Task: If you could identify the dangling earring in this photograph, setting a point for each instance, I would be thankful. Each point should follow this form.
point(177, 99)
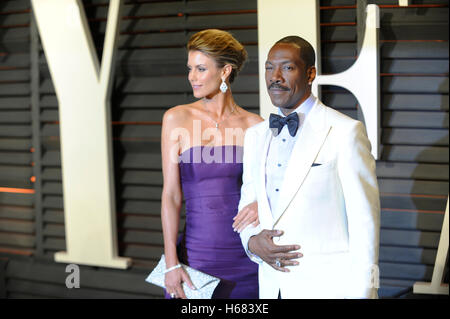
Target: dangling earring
point(223, 87)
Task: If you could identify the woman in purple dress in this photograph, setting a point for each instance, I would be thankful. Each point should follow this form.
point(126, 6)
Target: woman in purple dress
point(201, 147)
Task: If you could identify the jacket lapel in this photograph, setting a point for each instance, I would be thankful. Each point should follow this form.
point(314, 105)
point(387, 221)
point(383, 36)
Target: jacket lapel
point(263, 201)
point(305, 151)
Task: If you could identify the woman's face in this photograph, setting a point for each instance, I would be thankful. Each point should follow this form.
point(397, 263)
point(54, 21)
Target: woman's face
point(204, 75)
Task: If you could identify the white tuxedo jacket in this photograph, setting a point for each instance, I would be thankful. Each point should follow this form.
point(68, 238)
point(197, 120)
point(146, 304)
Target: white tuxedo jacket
point(331, 210)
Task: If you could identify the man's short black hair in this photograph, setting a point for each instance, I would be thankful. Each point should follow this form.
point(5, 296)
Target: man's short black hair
point(307, 53)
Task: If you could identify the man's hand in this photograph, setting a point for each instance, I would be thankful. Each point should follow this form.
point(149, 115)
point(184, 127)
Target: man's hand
point(276, 256)
point(248, 215)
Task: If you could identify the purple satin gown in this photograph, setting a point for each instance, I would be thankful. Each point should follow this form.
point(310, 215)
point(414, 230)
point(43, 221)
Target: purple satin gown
point(211, 186)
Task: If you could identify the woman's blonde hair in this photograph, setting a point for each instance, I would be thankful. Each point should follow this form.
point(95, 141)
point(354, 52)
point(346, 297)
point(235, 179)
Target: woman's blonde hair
point(220, 46)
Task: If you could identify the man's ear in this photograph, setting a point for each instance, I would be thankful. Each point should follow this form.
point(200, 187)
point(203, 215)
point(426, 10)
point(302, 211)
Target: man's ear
point(226, 71)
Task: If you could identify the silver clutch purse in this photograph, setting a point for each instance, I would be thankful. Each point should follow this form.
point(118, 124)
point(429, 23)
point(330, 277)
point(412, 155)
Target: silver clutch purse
point(204, 283)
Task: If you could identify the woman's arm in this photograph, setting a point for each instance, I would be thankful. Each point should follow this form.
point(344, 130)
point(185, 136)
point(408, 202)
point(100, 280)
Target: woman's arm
point(171, 201)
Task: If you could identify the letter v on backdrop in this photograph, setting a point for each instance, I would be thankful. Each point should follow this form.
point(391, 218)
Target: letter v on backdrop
point(83, 90)
point(277, 19)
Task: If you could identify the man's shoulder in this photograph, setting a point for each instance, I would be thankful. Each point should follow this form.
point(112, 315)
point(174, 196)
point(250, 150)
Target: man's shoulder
point(338, 119)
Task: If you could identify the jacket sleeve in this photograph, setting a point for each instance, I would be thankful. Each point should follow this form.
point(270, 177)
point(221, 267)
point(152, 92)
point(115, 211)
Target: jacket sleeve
point(357, 172)
point(248, 193)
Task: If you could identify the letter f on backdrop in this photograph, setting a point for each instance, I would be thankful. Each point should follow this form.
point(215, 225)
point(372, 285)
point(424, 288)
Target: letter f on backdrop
point(83, 90)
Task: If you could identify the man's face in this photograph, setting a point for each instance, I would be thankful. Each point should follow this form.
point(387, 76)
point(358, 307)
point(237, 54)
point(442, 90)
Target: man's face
point(287, 77)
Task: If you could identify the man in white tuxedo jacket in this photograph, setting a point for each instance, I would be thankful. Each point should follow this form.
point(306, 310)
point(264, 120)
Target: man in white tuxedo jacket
point(312, 173)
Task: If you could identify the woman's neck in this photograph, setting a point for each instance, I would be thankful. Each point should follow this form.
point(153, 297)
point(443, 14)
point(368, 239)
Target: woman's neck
point(219, 104)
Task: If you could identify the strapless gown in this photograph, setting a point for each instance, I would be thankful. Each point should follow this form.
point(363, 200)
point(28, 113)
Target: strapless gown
point(211, 186)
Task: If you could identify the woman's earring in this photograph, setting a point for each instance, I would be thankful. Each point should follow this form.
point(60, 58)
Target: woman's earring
point(223, 87)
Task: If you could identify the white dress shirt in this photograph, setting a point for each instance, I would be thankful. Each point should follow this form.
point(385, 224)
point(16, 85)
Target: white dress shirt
point(279, 153)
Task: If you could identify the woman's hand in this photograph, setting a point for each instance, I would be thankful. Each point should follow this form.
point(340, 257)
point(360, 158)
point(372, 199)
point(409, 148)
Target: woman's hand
point(248, 215)
point(173, 282)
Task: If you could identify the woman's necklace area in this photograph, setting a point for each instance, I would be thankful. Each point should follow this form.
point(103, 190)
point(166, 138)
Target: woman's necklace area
point(218, 123)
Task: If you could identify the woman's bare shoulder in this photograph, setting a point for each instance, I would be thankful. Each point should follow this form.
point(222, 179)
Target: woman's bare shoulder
point(178, 113)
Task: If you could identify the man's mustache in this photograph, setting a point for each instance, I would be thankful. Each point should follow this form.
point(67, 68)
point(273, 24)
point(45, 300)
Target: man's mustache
point(277, 87)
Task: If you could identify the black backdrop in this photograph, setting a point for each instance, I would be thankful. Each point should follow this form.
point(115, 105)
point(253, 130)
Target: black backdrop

|---|

YOUR INSTRUCTIONS: Print the listing above in full, exactly as written. Omit any pictures.

EXERCISE SOLUTION:
Task: If you could identify the dangling earring in this photograph, setting a point for each instance, I would be thankful. Each point should follow this form.
point(177, 99)
Target: dangling earring
point(223, 87)
Task: If you could identify the woman in purple dress in this photograph, setting a point for each instance, I would be thankful. Each point should follow this form.
point(126, 6)
Target: woman in purple dress
point(201, 147)
Task: If you could identify the jacket lapel in this photograph, setting a point for each instance, I would be thankful. Each point should follow this form.
point(314, 105)
point(387, 221)
point(383, 36)
Target: jacket lapel
point(263, 201)
point(305, 151)
Task: If you could identify the woman's face in this photograph, setting a point for each instance, I would be thankful. Each point should follow this form.
point(397, 263)
point(54, 21)
Target: woman's face
point(204, 75)
Task: If you could identify the white tuxedo jacket in this photograph, setting a point for each instance, I would be thankful. Each point should follow this form.
point(68, 238)
point(197, 120)
point(146, 304)
Target: white tuxedo jacket
point(331, 210)
Task: If you could identify the man's short black hair in this photograph, setting a point for each instance, I would be thankful. Each point should follow this form.
point(5, 296)
Target: man's short black hair
point(307, 53)
Task: If you could identify the man's hand in this photograph, setting a point for each instance, I would be thankful. Each point should follow this form.
point(149, 115)
point(184, 127)
Target: man's hand
point(276, 256)
point(248, 215)
Task: If you could identify the purple satin gown in this photograph, setting a point for each instance, I would be thankful. Each point should follow this form.
point(310, 215)
point(414, 230)
point(43, 221)
Target: purple satin gown
point(211, 186)
Task: If you could identify the woman's blonde hair in this photograph, setting a point for each instance, I would be thankful. Each point should follow this form.
point(95, 141)
point(354, 52)
point(346, 297)
point(235, 179)
Target: woman's blonde hair
point(220, 46)
Task: If you could identify the man's ear in this photograph, setting a point for each instance, I would be thankful. Each point should follow this form.
point(200, 187)
point(203, 215)
point(426, 10)
point(302, 211)
Target: man's ear
point(226, 71)
Task: If you could identify the silver clutch purse in this photograph, setting a point for each instance, I would be thankful. Each point should follow this form.
point(118, 124)
point(429, 23)
point(330, 277)
point(412, 155)
Target: silver clutch purse
point(204, 283)
Task: If you could identify the woman's arm in this photograph, setting a point for each instance, I would be thankful. Each point should follow this form.
point(344, 130)
point(185, 136)
point(408, 202)
point(100, 280)
Target: woman's arm
point(171, 201)
Task: If you could identify the letter v on backdrop in this photograph, setting a point for each instance, I would be thankful. Each point should follow this form.
point(391, 218)
Target: letter v on backdrop
point(83, 90)
point(277, 19)
Task: If you could identify the man's shoulder in this photograph, setting a point for each instance, I would be thankful. Each point should follow this form.
point(112, 315)
point(174, 196)
point(250, 150)
Target: man's shoulder
point(338, 119)
Task: If you could identify the jacket sleeve in this photograph, setting a point for each instance, I would be thankful. Each point should follow this form.
point(270, 177)
point(221, 267)
point(152, 92)
point(115, 211)
Target: jacket sleeve
point(357, 172)
point(248, 193)
Task: If you could identify the letter f on backdrop in this photograph, setting a point for each instance, I would be thankful. Each point should follow this form.
point(215, 225)
point(372, 285)
point(424, 288)
Target: letter f on backdrop
point(83, 90)
Task: If you could identify the man's face in this photograph, setting a point for each instance, I would be thankful. Each point should follow this form.
point(387, 76)
point(358, 307)
point(237, 54)
point(442, 90)
Target: man's face
point(287, 77)
Task: If you could identify the man in white tuxedo jacket in this photograph, setting a point for each instance, I would be thankful. Each point should follow this form.
point(306, 310)
point(264, 120)
Target: man in white tuxedo jacket
point(312, 173)
Task: If you could identify the woman's neck in this photograph, setting a point for each instance, I would be thankful. Each point should follow this form.
point(153, 297)
point(443, 14)
point(368, 239)
Target: woman's neck
point(219, 104)
Task: If you could identify the strapless gown in this photograph, setting a point for each instance, I would be thankful. Each point should follow this form.
point(363, 200)
point(28, 113)
Target: strapless gown
point(211, 186)
Task: If you could identify the woman's earring in this photograph, setting a point for each instance, I would be thankful. Each point should follow this form.
point(60, 58)
Target: woman's earring
point(223, 87)
Task: If you could identify the white dress shirt in this photograph, setting a point for each instance, I would be thankful. Each point should follow this form.
point(385, 224)
point(16, 85)
Target: white dress shirt
point(279, 153)
Task: If you could identify the woman's hand in this photograph, setting a point for each instance, I would be thankful. Each point should follow this form.
point(340, 257)
point(360, 158)
point(372, 199)
point(409, 148)
Target: woman's hand
point(248, 215)
point(173, 282)
Task: If you could identify the woman's necklace area in this photograph, setting a point for each instance, I would be thankful. Each point should follow this form.
point(103, 190)
point(166, 138)
Target: woman's necklace area
point(218, 123)
Task: If you could identify the woman's bare shoulder in this photograph, setting a point for each instance, I would be thankful. Each point should follow this form.
point(222, 179)
Target: woman's bare shoulder
point(178, 113)
Task: If you could identify the man's mustache in this photograph, setting a point for each instance, I would be thankful. Each point should follow this form.
point(67, 68)
point(273, 24)
point(45, 300)
Target: man's mustache
point(277, 87)
Task: If you could identify the black backdrop in this photograph, setting a point for each instance, I would be thankful. Each point should follow this form.
point(115, 105)
point(253, 130)
Target: black backdrop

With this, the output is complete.